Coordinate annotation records
# # # #

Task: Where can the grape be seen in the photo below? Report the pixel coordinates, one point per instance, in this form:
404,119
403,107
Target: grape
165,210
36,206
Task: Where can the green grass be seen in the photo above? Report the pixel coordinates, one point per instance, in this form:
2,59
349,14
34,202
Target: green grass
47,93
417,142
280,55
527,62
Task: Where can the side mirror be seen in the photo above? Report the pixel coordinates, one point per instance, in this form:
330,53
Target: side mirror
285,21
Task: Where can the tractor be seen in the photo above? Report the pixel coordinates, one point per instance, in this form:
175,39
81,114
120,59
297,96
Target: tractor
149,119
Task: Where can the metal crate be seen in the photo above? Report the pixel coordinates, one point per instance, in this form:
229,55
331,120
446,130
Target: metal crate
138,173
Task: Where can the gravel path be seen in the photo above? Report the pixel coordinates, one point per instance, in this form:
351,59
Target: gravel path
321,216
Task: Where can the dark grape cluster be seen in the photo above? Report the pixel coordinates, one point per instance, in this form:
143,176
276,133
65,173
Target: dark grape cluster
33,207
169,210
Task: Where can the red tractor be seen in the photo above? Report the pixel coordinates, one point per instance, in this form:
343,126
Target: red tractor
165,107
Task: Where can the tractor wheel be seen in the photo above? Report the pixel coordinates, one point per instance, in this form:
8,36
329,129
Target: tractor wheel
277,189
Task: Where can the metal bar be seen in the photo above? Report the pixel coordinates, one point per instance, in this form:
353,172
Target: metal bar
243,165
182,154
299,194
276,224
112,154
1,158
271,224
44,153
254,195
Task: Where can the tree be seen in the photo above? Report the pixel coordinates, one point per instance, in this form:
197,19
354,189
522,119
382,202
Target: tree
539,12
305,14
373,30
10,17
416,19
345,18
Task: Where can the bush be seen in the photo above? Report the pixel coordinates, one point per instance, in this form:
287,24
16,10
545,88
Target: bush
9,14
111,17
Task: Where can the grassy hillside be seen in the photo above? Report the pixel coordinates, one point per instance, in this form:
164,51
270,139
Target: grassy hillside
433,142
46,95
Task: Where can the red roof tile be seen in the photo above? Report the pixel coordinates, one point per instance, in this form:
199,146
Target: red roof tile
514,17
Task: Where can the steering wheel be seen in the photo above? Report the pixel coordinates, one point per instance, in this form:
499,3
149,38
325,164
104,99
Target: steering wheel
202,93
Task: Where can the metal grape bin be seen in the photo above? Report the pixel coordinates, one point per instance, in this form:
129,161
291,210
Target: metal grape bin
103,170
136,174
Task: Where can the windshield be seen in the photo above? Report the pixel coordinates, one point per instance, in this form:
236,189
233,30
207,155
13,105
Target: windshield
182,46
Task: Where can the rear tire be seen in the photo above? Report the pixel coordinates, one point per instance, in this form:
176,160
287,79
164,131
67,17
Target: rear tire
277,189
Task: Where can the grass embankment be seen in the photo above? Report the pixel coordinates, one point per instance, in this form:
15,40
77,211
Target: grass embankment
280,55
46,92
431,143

# # # #

WRITTEN TASK:
Your task is to repeat each line of the material exactly.

RESULT FOR THIS TASK:
Task: Where can the grape be seen in the photo below? Report the pixel coordinates, one point per instance, in this form:
404,119
403,107
Target: grape
165,210
36,206
Task: Where can the green grass be seen in the photo above? Report the pixel coordinates, one point per instance, in this form:
2,59
349,14
34,202
Target: green grass
47,93
417,142
280,55
527,62
Task: Where can the side mirror be seen in the photo above? Report the pixel coordinates, one point per instance, in this form:
330,53
Target: side mirror
285,21
Task: Where can the tractor be seen in the photo above? Report the pixel coordinates, one point per instance, in this form:
175,39
81,114
120,59
297,96
Target: tractor
149,119
Task: Where can the metal crate be seen in the photo above? Report the pixel coordinates, one point per instance, in this form:
229,55
331,120
446,130
Target: metal crate
138,173
Task: Where can the gravel path be seen in the photo above? Report the pixel coordinates, one point per instance, in this form:
351,59
Target: gravel path
321,216
Task: Where can the dark grape cluster be seen in the photo above? Report the pixel coordinates, one point per instance, in this form:
143,176
276,133
65,173
Target: dark grape cluster
33,207
169,210
Task: Where can the red tractor be seen in the photo above? Report the pixel coordinates, one point per instance, in this form:
343,126
Target: red tractor
165,107
Task: Where can the tractor wheel be seen in the photo above? Report the pixel coordinates, one point per instance, in this form:
8,36
329,129
Target: tractor wheel
277,189
Task: Where can the metal bar be seen in the photo above? Report the pixel coordinates, one point per instance, in this form:
353,172
Target: metal bar
243,165
182,154
299,194
276,224
112,154
1,158
271,224
44,153
254,195
Task: Where can the tree be seen in the photo above? Report the pixel coordinates, one point per instance, in this form:
197,19
354,189
522,119
382,202
Target: tree
539,12
305,14
373,30
10,17
416,19
345,18
Task: Where can the bush be seen in the photo above? Report the pixel coordinates, one point per instance, in this form:
287,24
16,10
545,88
Target: bush
9,14
111,17
Task: Where can the grassy hillside be seen in the photo above? Report the pixel coordinates, one point per instance, in this form:
164,51
270,139
Target: grassy hillside
433,142
46,95
Task: Where can the red roof tile be seen in the photo above? Report the pixel coordinates, one point per instance, in this form:
199,146
Target: red roof tile
514,17
Task: Where can the steering wheel be seen in the photo above? Report the pixel coordinates, one point per instance, in this form:
499,3
149,38
325,164
104,99
Target: steering wheel
202,93
Task: Where can the metal grape bin be seen in the photo above? Report the pixel coordinates, one point per instance, in this form:
129,161
291,210
Target: metal grape bin
103,170
136,174
Task: Where can the windshield be seen in the photo above? Report the pixel coordinates, one point per instance, in this form:
236,189
233,30
207,155
13,105
Target: windshield
182,46
Task: Where can the rear tire be seen in the photo above? Report the pixel coordinates, one point per instance, in this form:
176,160
287,79
164,131
67,17
Target: rear tire
277,189
Task: Where can the grass embankment be seen in the photo above? Report the pixel coordinates, one point per instance, in this form:
15,40
77,211
Target: grass embankment
280,55
46,92
431,143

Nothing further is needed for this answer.